*What to do*.
Keep the pictures out. Copy every line of the listing exactly.

*Records for the exercise*.
--- START ---
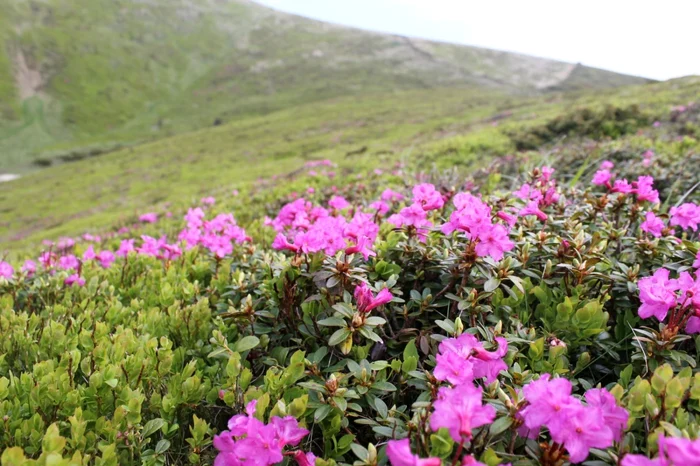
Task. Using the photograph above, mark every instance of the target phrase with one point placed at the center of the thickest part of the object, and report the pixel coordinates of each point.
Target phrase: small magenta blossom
(652, 224)
(399, 453)
(29, 267)
(493, 242)
(338, 203)
(105, 258)
(463, 359)
(602, 177)
(389, 195)
(427, 197)
(74, 279)
(657, 294)
(532, 208)
(576, 426)
(150, 217)
(622, 186)
(125, 247)
(460, 410)
(6, 270)
(68, 262)
(644, 189)
(366, 301)
(686, 216)
(251, 442)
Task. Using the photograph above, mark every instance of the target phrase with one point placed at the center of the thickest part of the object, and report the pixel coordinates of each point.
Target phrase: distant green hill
(100, 73)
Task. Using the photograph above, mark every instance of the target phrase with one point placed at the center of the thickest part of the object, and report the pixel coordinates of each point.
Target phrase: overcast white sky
(657, 39)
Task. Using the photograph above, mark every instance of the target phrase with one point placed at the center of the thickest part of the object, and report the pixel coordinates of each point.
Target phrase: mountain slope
(97, 72)
(455, 128)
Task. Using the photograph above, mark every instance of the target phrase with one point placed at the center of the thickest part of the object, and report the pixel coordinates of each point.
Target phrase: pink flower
(602, 177)
(693, 325)
(250, 442)
(391, 196)
(547, 173)
(427, 197)
(641, 460)
(532, 208)
(645, 191)
(460, 410)
(547, 400)
(461, 360)
(338, 203)
(686, 216)
(622, 186)
(125, 247)
(6, 270)
(29, 267)
(399, 453)
(657, 294)
(74, 279)
(105, 258)
(469, 460)
(366, 301)
(68, 262)
(89, 254)
(363, 246)
(652, 224)
(150, 217)
(582, 432)
(613, 415)
(494, 242)
(380, 206)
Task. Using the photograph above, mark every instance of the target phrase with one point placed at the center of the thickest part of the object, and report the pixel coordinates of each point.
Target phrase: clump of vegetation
(610, 122)
(532, 315)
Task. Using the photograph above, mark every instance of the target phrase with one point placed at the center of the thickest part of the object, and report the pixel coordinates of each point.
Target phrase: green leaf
(500, 425)
(246, 343)
(151, 427)
(332, 322)
(321, 413)
(339, 336)
(162, 446)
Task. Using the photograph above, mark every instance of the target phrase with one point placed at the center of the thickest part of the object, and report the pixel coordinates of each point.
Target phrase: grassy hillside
(100, 73)
(445, 128)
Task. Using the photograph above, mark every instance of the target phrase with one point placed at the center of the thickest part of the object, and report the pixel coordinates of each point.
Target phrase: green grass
(442, 128)
(120, 71)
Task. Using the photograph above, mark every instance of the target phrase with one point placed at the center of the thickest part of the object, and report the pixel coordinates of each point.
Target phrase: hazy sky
(651, 38)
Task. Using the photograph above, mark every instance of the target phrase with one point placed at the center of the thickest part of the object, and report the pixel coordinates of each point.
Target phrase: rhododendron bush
(547, 318)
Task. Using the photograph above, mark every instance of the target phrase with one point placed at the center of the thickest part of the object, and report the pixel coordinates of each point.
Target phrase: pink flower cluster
(217, 235)
(542, 193)
(366, 301)
(686, 216)
(463, 359)
(303, 227)
(473, 217)
(672, 452)
(660, 294)
(652, 225)
(415, 216)
(643, 188)
(576, 426)
(249, 442)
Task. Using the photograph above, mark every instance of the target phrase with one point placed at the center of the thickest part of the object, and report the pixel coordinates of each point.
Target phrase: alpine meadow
(234, 236)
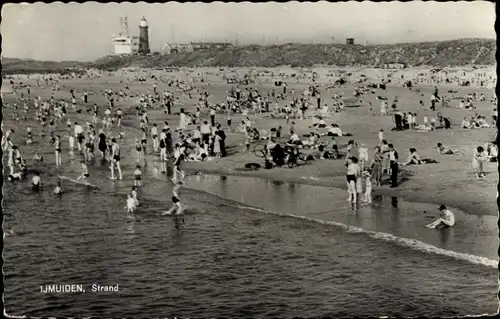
--- END ---
*Response area*.
Task. Using the photograph above, mark every instance of the target phrase with one point placed at the center of the thickest part of the object, and report the pixel coordinates of each point.
Target phrase: small magenta blossom
(652, 224)
(399, 453)
(29, 267)
(493, 242)
(338, 203)
(105, 258)
(463, 359)
(602, 177)
(389, 195)
(427, 197)
(74, 279)
(657, 294)
(532, 208)
(576, 426)
(150, 217)
(622, 186)
(125, 247)
(460, 410)
(6, 270)
(68, 262)
(644, 189)
(366, 301)
(686, 216)
(251, 442)
Task. Using the photograph above, mark every instance of the target phrase with one point placed at the center of the thickest part of the object, and report the pixel coordinates of each point.
Target phrase: distant green hill
(100, 73)
Task. Using the photograph above, mark every instance of the target phrase with one point placed at the center of the thickest part of the object, and report the pixel coordinates of each point.
Target phrase: overcast white sky
(657, 39)
Task. Using the photograph above, mark every instance of the target phrase with one point placed at the center of the thickest part of the object, and report the pixel coordinates of each point.
Target phrase: mountain slope
(97, 72)
(455, 128)
Task. Using the photograph above, mark every instance of the target phrase with one point placed at the center of the thickest part of the object, and report the pixel coordinates of each point.
Target phrase: pink flower
(602, 177)
(693, 325)
(250, 442)
(391, 196)
(547, 173)
(427, 197)
(641, 460)
(532, 208)
(645, 191)
(460, 410)
(547, 400)
(461, 360)
(338, 203)
(686, 216)
(622, 186)
(125, 247)
(6, 270)
(29, 267)
(399, 453)
(657, 294)
(74, 279)
(105, 258)
(469, 460)
(366, 301)
(68, 262)
(89, 254)
(363, 246)
(652, 224)
(150, 217)
(582, 432)
(613, 415)
(494, 242)
(380, 206)
Task. Using the photograph above, mark every instance of the target phrase with one point placed at the center of the thickest part of the object, and report the pixel coordinates of each point.
Target phrase: clump of vegetation
(610, 122)
(532, 315)
Task. Using the photograph above, mark every instance of the target phrase with one point placed at the center of the thickest part of the object, and report the pixel coordinates of each point.
Target phrase: green leaf
(500, 425)
(246, 343)
(151, 427)
(332, 322)
(321, 413)
(339, 336)
(162, 446)
Task. Using the photograph above, mark every instance of the target phrase with one point placed at the center of the thickest part of the object, and report the pixel coordinates of each point.
Target phrase: grassy hillside
(100, 73)
(445, 128)
Task. Using the photograph above, mark every instance of the target phrase with one point placed at the center of the thickest part of the object, and report the pixel coordinates of each point.
Target phrase: green grass
(442, 128)
(120, 71)
Task. Using the photograph above, mark every instance of the target phrase with one point placed at the center of the thickest part of the object, and report the pixel coordinates of each point.
Target phrase: hazy sky
(651, 38)
Task. Using the photograph above, mark every instance of the target phrase with one point placed at the center of the thickest part of the object, and report the pixel coordinates of each point.
Target phrase: rhododendron bush
(547, 318)
Task. Using the photograph above, mark every instance of the target phrase with one point placed at the center of the thickest part of the object, and report the pixel coordinates of each point.
Target phrase: pink flower cluster
(217, 235)
(542, 193)
(366, 301)
(686, 216)
(463, 359)
(303, 227)
(473, 217)
(672, 452)
(660, 294)
(652, 225)
(415, 216)
(643, 188)
(576, 426)
(249, 442)
Task. Using the photograph above, mark every instance of the target phrase with one point placed at the center of the thickest part of the object, and report the pixel coordinates of each point.
Target phrase: alpine meadow
(234, 236)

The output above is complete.